▸ Schriftliche Aufgabe
Kannst du die Zeilen des folgenden Materials als nummerierte Liste formatieren und dabei alle Leerzeilen weglassen?

Einträge zur Ortsbestimmung
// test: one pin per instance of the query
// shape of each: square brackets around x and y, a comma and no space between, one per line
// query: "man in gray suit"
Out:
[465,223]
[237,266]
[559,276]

▸ Erledigte Aufgabe
1. // test: one pin per instance of the query
2. // shape of each: square brackets around x and y, a comma and no space between, one per line
3. // query: "man in gray suit"
4. Out:
5. [465,223]
6. [237,266]
7. [559,276]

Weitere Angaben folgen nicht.